◆ **TO DO**
Rewrite the lines starting at the one that contains "of the olive" and ending at the one that contains "x=295, y=268", with "thickest part" changed to "widest part" and everything else left the same.

◆ **ITEMS**
···
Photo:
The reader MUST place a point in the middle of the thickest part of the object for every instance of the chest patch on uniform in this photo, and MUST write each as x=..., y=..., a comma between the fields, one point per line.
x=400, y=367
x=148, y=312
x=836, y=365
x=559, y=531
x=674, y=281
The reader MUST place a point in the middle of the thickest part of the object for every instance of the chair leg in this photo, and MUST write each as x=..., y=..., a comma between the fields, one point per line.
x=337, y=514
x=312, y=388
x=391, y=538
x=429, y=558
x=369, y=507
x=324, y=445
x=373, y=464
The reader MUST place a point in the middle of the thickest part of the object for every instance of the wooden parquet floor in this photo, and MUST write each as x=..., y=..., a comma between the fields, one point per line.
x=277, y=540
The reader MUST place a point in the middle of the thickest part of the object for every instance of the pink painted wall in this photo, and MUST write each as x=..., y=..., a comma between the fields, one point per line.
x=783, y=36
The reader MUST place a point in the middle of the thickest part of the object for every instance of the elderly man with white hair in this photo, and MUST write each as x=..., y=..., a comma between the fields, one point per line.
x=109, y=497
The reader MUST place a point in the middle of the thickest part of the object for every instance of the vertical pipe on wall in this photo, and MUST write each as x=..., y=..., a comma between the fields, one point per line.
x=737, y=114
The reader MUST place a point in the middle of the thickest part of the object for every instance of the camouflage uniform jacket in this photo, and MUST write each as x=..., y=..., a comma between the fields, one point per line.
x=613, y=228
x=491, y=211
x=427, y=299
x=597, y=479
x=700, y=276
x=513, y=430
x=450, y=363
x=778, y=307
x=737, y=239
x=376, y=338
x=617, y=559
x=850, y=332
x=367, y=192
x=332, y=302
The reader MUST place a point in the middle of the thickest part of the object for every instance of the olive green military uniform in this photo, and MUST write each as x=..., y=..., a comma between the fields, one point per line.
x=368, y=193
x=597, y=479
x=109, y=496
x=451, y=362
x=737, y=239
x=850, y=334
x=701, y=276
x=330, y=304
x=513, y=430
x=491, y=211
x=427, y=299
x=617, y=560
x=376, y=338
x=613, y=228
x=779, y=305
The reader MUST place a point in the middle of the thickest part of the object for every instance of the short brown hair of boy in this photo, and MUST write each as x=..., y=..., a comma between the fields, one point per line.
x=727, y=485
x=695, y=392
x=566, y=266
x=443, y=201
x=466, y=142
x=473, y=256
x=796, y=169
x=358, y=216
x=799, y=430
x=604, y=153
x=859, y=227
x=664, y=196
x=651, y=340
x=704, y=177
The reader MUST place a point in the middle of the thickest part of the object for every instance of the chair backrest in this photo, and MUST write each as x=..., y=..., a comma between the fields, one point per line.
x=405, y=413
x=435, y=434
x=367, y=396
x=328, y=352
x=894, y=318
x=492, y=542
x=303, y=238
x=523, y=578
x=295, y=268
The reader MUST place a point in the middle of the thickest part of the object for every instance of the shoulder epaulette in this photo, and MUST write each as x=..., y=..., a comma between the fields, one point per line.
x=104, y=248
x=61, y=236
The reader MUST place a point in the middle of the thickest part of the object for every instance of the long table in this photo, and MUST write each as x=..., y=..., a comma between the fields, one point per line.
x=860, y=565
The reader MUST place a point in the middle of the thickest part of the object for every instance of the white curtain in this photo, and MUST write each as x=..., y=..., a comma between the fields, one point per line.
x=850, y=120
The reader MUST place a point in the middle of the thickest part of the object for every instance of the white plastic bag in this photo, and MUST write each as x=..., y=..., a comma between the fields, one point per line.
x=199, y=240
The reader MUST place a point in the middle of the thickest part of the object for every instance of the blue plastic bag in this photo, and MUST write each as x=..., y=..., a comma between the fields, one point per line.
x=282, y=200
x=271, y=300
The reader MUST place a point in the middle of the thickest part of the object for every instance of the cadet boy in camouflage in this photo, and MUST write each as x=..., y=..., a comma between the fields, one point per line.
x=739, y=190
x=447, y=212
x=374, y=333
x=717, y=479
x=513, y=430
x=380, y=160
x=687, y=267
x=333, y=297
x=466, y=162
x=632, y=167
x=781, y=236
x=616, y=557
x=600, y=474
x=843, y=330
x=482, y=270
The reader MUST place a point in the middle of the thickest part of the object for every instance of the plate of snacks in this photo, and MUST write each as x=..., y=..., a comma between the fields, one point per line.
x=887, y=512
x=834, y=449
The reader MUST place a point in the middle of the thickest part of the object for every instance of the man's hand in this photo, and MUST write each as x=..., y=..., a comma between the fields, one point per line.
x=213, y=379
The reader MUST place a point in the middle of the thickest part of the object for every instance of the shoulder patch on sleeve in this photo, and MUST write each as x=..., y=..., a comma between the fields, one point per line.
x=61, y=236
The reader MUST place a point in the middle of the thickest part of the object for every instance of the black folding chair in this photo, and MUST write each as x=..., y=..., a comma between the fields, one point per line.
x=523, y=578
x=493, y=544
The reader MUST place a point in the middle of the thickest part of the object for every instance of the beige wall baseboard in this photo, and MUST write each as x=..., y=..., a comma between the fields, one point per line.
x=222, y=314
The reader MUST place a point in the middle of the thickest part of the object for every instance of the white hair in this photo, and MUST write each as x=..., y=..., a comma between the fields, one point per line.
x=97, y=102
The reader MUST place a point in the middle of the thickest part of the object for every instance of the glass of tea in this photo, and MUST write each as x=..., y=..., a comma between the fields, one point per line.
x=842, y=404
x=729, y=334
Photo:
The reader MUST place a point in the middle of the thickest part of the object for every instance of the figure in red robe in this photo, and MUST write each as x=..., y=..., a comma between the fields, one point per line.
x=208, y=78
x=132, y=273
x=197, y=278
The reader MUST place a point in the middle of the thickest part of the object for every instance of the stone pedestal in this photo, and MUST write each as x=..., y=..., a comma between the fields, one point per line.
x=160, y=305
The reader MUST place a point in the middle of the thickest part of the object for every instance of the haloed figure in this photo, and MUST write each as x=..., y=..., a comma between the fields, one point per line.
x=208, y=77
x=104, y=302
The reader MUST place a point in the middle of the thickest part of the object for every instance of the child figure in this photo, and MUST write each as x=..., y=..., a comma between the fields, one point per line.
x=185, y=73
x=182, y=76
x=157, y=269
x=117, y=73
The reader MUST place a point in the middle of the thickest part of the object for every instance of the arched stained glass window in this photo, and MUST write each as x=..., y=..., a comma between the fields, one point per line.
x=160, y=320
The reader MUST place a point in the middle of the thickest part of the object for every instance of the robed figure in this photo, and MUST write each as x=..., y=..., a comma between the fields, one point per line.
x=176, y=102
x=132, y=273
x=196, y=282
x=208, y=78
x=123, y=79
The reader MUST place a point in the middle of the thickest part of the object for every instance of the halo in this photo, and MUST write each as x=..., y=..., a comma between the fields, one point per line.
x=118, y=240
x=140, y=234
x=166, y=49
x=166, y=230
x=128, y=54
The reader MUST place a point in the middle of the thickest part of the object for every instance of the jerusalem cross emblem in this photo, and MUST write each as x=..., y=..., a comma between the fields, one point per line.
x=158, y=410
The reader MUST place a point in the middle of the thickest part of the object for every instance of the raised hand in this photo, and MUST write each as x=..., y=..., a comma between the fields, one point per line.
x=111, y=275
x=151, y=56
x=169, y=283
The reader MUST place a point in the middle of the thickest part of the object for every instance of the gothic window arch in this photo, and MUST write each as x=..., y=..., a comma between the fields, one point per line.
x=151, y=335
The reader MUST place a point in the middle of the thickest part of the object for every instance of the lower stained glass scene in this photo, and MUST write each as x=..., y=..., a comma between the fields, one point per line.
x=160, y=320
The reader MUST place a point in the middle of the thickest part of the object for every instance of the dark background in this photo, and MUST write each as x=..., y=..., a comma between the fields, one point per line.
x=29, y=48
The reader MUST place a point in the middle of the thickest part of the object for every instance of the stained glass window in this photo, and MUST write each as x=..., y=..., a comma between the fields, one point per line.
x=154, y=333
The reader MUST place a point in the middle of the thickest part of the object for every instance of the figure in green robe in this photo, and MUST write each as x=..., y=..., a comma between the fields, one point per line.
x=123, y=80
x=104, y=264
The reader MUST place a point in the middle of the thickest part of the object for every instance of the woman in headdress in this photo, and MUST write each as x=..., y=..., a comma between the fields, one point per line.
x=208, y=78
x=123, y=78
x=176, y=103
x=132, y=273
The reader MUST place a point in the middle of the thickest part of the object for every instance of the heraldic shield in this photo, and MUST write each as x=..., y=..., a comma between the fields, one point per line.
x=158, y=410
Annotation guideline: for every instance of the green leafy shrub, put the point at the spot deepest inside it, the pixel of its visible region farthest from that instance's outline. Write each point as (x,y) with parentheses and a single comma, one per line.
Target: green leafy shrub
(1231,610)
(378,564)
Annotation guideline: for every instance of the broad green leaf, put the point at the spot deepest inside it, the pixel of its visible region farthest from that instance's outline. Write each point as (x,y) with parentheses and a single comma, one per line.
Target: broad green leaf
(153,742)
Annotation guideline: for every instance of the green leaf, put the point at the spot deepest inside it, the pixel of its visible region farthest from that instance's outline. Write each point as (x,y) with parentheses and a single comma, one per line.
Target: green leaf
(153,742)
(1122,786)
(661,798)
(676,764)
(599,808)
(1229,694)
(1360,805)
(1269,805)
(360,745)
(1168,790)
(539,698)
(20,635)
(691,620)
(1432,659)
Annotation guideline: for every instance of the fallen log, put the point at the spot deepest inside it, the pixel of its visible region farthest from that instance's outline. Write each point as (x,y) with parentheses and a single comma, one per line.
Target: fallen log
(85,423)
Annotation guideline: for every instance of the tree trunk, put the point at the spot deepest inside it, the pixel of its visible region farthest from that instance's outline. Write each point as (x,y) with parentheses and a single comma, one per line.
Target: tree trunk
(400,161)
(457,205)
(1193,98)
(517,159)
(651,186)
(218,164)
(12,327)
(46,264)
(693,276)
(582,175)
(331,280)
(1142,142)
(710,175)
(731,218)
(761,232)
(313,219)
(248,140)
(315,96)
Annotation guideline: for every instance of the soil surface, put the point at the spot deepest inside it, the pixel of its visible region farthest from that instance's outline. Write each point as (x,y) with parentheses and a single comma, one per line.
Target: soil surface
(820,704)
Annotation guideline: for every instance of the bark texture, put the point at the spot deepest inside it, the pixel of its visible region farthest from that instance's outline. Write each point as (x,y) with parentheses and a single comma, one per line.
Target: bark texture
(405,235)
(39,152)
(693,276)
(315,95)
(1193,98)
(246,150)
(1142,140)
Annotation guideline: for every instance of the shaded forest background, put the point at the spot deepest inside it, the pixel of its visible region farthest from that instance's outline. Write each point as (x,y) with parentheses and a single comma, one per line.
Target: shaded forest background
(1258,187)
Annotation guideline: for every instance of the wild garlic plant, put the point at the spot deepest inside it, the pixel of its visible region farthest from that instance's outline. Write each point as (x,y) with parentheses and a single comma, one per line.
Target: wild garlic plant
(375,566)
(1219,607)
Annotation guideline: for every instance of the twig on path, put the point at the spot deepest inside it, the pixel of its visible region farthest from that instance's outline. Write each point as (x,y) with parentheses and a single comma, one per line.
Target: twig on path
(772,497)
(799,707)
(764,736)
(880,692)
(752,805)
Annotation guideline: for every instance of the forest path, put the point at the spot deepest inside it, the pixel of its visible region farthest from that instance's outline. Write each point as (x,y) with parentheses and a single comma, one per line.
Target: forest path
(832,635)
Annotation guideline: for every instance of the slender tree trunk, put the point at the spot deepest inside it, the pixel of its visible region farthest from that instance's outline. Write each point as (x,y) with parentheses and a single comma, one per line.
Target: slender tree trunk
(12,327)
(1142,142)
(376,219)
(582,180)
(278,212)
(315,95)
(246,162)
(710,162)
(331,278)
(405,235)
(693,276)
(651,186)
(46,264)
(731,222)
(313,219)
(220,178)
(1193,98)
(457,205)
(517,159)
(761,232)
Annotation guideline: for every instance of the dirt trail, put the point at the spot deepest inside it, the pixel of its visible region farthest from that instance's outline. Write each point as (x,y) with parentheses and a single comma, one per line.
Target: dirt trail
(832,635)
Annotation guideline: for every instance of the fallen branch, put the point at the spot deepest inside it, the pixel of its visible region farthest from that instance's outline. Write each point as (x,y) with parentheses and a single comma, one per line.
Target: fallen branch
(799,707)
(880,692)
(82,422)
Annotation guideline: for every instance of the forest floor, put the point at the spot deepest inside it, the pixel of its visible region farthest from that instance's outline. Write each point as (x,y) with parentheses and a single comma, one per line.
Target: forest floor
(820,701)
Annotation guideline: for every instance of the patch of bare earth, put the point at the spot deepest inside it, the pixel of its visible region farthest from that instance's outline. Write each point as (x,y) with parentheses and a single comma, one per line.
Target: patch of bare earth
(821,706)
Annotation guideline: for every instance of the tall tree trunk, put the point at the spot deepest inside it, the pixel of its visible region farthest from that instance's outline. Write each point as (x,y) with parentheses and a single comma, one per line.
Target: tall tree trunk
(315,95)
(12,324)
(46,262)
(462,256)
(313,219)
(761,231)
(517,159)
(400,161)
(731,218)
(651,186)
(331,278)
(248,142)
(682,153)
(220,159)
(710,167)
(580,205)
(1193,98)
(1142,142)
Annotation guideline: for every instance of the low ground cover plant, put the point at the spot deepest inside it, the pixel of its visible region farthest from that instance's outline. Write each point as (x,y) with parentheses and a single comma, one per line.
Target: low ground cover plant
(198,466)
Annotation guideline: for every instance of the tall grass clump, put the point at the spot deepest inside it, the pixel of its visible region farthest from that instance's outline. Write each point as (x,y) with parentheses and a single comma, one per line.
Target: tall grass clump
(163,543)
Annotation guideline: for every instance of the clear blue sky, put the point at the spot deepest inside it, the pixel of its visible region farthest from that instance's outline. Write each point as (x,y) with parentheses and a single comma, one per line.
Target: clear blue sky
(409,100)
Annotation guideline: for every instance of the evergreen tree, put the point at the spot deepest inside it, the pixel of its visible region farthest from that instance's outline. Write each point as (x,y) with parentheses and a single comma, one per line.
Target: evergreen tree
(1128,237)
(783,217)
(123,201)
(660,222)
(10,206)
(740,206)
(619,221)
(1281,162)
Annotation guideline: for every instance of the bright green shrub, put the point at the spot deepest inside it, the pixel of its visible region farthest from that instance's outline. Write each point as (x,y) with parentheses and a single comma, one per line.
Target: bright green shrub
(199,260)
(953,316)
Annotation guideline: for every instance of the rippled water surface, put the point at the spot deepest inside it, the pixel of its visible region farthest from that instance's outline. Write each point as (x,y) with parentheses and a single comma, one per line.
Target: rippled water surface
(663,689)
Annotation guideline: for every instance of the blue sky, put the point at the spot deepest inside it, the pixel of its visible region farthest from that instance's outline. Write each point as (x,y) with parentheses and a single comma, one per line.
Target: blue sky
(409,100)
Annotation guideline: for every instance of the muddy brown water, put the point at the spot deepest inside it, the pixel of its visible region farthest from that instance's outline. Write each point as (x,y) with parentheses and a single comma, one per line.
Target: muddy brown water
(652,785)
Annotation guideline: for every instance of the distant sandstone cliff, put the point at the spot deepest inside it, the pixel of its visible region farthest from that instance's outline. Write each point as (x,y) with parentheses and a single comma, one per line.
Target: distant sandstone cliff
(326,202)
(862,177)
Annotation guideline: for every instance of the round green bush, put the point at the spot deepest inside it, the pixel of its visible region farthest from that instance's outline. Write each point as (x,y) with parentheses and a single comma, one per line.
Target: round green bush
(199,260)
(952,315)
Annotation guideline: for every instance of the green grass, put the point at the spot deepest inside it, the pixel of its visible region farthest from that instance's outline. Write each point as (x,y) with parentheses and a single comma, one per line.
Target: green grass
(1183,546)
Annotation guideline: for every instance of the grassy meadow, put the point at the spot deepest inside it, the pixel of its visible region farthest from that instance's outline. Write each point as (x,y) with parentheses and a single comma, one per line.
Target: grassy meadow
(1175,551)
···
◆ **ANSWER TO THIS TASK**
The reader MUST place a point in the middle of the widest part of the object for every instance of the olive green military uniform in this photo, and MUST write each as x=..., y=..., a comma between the fields, one point per line.
x=368, y=193
x=597, y=479
x=109, y=496
x=451, y=362
x=737, y=239
x=850, y=334
x=701, y=276
x=330, y=304
x=513, y=430
x=491, y=211
x=427, y=299
x=617, y=560
x=376, y=338
x=613, y=228
x=779, y=305
The reader MUST place a point in the middle of the widest part of the object for every instance of the short brown hair of boy in this photo, and MUST write each as x=..., y=..., a comma between the fields, one point per line.
x=727, y=485
x=695, y=392
x=566, y=266
x=443, y=201
x=466, y=142
x=473, y=256
x=796, y=169
x=358, y=216
x=799, y=430
x=604, y=153
x=859, y=227
x=664, y=196
x=651, y=340
x=704, y=177
The reader MUST place a point in the middle of the widest part of the object for every instance of the chair backrest in this photo, and MUST write each as x=..., y=..., a comma between the fields, one point per line.
x=405, y=413
x=435, y=434
x=367, y=396
x=328, y=352
x=894, y=318
x=492, y=542
x=303, y=238
x=523, y=578
x=295, y=268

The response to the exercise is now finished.